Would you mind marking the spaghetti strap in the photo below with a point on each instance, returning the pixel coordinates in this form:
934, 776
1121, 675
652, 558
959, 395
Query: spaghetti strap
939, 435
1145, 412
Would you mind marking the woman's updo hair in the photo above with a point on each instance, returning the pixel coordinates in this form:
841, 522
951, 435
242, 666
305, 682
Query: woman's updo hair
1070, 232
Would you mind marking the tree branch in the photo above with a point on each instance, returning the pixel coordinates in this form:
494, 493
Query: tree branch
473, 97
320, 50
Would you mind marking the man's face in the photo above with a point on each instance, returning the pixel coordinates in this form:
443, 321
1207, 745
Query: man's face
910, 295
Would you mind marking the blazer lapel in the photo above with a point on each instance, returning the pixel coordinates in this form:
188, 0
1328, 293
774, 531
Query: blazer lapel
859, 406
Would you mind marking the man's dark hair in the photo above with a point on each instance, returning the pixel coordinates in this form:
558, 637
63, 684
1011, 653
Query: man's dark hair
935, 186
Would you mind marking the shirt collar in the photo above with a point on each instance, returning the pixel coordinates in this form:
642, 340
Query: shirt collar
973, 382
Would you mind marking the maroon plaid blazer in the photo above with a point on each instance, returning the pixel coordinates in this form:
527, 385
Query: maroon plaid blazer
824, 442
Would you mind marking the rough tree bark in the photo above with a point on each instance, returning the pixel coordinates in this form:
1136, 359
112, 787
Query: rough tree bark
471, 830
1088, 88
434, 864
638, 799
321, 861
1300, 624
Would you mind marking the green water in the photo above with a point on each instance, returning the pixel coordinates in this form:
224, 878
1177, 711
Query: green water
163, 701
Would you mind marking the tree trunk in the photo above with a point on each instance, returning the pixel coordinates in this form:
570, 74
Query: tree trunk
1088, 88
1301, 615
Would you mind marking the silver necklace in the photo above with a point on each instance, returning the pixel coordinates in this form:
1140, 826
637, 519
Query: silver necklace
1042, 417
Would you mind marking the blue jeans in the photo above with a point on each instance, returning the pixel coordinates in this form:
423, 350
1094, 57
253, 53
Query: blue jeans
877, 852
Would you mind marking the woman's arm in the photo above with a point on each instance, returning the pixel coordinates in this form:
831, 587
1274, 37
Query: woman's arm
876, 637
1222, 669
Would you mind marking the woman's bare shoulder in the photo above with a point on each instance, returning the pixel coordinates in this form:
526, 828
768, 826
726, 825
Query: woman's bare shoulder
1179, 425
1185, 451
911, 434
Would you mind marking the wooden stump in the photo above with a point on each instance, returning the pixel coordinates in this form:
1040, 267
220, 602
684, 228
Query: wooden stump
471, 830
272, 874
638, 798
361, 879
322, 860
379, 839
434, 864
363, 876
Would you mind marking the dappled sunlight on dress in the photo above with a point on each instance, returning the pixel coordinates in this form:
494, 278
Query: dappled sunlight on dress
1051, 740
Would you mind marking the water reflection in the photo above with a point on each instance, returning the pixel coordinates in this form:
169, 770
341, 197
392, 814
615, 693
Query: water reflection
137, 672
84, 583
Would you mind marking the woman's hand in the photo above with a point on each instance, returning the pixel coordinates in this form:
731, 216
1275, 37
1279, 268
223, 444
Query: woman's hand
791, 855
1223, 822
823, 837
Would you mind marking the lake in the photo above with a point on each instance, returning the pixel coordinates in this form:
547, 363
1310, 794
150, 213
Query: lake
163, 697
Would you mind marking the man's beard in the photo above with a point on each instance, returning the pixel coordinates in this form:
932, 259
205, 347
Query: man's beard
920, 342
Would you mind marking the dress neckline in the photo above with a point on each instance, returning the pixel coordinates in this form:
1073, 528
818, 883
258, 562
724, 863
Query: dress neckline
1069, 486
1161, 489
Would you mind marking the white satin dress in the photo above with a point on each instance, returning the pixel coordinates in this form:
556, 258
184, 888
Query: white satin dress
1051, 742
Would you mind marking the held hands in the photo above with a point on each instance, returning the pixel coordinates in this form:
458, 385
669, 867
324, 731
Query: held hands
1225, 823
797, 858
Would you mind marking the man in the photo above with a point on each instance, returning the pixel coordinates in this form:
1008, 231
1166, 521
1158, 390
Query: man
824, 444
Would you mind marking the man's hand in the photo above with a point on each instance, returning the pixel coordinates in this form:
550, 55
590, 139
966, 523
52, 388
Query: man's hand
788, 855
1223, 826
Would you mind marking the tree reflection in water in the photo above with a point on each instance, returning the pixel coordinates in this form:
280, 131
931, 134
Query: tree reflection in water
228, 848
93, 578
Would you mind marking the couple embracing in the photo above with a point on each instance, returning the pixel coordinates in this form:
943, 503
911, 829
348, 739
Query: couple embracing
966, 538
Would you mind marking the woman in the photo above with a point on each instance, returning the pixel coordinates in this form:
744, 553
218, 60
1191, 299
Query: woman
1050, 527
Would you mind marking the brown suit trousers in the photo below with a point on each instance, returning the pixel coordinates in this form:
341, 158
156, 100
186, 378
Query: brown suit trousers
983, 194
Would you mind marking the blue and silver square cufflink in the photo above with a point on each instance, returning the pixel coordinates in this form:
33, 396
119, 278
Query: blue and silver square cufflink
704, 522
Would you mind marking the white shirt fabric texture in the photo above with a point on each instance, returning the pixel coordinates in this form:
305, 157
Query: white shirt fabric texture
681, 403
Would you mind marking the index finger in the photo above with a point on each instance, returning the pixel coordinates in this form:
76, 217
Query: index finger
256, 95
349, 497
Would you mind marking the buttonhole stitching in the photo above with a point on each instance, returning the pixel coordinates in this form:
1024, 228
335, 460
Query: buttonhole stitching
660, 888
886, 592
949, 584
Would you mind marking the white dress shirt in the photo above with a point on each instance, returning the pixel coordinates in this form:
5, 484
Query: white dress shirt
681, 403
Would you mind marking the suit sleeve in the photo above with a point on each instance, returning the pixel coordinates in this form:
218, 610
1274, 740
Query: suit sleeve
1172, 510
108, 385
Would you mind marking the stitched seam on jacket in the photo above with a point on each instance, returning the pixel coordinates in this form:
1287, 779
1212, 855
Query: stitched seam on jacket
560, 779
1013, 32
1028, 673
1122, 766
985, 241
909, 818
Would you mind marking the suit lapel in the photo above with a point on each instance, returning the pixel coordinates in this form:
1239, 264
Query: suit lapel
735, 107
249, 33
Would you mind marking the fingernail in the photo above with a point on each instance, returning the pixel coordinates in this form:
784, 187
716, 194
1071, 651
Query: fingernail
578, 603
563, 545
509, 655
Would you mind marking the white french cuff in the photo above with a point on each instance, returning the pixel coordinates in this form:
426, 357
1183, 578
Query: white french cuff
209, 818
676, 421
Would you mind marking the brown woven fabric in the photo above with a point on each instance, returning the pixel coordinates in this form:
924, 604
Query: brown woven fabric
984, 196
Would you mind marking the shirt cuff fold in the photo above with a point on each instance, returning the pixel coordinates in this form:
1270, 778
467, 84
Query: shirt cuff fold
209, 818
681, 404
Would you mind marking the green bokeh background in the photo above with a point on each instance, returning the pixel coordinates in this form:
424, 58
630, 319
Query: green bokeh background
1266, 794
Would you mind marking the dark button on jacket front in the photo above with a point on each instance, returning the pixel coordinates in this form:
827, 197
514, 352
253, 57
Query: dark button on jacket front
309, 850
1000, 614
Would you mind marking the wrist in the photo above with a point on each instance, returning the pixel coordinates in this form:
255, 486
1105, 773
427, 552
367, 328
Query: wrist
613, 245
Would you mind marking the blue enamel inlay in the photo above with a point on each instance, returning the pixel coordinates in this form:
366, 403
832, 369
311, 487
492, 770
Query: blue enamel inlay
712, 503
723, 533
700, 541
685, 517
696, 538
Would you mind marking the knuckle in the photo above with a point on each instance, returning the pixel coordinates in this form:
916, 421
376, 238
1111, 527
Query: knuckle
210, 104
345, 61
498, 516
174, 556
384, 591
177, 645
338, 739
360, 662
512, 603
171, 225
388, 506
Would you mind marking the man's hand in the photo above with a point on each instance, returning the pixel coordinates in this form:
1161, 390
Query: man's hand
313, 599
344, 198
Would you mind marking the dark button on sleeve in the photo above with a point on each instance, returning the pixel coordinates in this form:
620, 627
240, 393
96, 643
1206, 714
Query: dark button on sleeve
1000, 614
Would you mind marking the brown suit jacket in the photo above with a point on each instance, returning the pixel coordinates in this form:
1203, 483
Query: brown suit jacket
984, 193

____

* WHAT THE TASK ASKS
Could you give again exactly the lines from the line containing "Would you mind marking the knuckle" through the final line of the data above, and no others?

* REPLY
Would you mind marking the knuckle in the photo above with a point on each instance, returning the pixel coordinates in this form:
916, 421
376, 238
1111, 527
Query: knuckle
210, 104
345, 61
498, 516
174, 556
384, 591
177, 645
338, 739
360, 662
512, 603
171, 225
388, 506
Would you mind marking the man's hand in the photo above with a point on each instance, returning the pixel coordinates in this form:
1161, 390
Query: man's hand
313, 599
344, 198
Would you mind marking the dark button on sleeve in the photo above with a point on each instance, returning the pixel coordinates in this form:
620, 627
240, 393
96, 643
1206, 714
Query: dark button on sleeve
1000, 614
Would you mind marking the brown suit jacket in the photo above with a point on each instance, returning the pixel coordinates in this form:
1203, 483
Query: brown suit jacket
984, 193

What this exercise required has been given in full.